Yes. Take that five gallons of oil and fill the engine with as much oil as it can hold. After a week, remove the oil drain plug and let the oil drain out. Remove the sparkplugs so that any oil above the pistons is pushed out the sparkplug holes. With breaker bar and a socket that fits the crankshaft bolt, try rotating the engine by hand to see if the engine is free to rotate. If it doesn’t rotate by doing this, then there’s a bigger problem inside the engine.

Tester


#8

I have to echo Scudder here . . . the money you’ll try to save by not taking it to your garage by trailer or rollback will easily be eaten up by the first problem you have . . . dry rotted tire going flat and ruining a wheel . . . tie rod letting loose due to dry joint or something leading to an accident . . . engine fire due to rotted gas lines or something crawled up into somewhere . . . seriously, don’t drive it, trailer it and have fun going over stuff when you get it to a convenient and safe location. Rocketman


#9

Thanks everyone for your comments. i appreciate it very much. If anyone thinks of anything else i should do, please let me know. Can anyone tell me if the crankshaft bolt is identifiable on my picture above?
thanks,
Chuck


#10

Can’t quite see the crankshaft pulley on your pic, it’ll be the lowest pulley on the engine. Pull the plugs and ensure you turn the pulley bolt in the direction of engine rotation.

…err…and make sure you drain and refill the engine oil to the correct level BEFORE you start the engine. Turning by hand with the engine full of oil is fine, but starting it will blow every engine seal in site. New oil filter is mandatory.

Expect ‘some’ smoke when you start her up, that will be residue oil on the cylinder walls, it’ll soon burn off provided the engine doesn’t have any mechanical issues.

Since you’ll have a little time on your hands oiling the engine up, I’d flush the cooling system, drain and replace the brake fluid and change out all the belts. Your HT leads will probably be dross, change them with new plugs, and get a can of electrical contact cleaner from Radio Shack ~ ‘gently’ pull apart every wire connector you can get your hands on and give it a squirt of cleaner and a scrub with a contact brush, it’ll save you a lot of frustration later.

Other than that, check for any obviously bad fuel lines, drain and flush the tank if you can otherwise try some fuel conditioner with fresh gas and change the fuel filter.

This sounds like a lot of work but think of it as insurance, do it now or try to do it later in less than favourable conditions.


#11

Boy Chuck! If you don’t know where the crankshaft bolt is located, you might be biting off more than you can chew.

Finding a car like this is great! But you must understand that when a vehicle sits idle 8 years, there are systems in the vehicle that may require rebuilding or replacing. For example, are you able to completely rebuild the fuel system? This would include replacing the fuel tank, the fuel lines, the fuel pump, and rebuilding/replacing the carburator. If you don’t have the expierence, facility, and/or the equipment to do this sort of thing, then that means you’ll have to pay someone else to do it. The same holds true for the brake system, the cooling system, steering system, exhaust system, etc… And if you go this route, by the time the vehicle is brought to a driveable condition, you’ll sink more money into the vehicle than what’s it’s worth.

I’ve been working on cars for over thirtyfive years. And if I were to find this vehicle, I would still consider it as being a daunting task to get it up to road worthy condition.

DATA EXCERPT:
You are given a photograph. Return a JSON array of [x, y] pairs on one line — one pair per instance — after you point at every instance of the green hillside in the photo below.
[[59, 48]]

THE TASK:
From the post marked #11 in the forum thread about reviving a car that sat idle for eight years, list every vehicle system it names.

REPLY TO THE TASK:
- Fuel system
- Brake system
- Cooling system
- Steering system
- Exhaust system